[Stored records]
________

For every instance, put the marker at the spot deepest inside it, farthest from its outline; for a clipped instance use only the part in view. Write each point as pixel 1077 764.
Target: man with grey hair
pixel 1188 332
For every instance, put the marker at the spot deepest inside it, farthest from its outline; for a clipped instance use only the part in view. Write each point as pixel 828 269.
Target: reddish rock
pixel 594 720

________

Copy the data above line for line, without changing anything.

For every instance, put the marker at the spot deepest inside it, farthest from its outline; for a clipped instance use only the part in view. Write each point as pixel 1077 764.
Target: man with grey hair
pixel 1188 332
For every instance, put the marker at the spot deepest inside it, farthest from its outline; for a clipped instance use only the part in view. Write each point as pixel 828 269.
Target: reddish rock
pixel 594 720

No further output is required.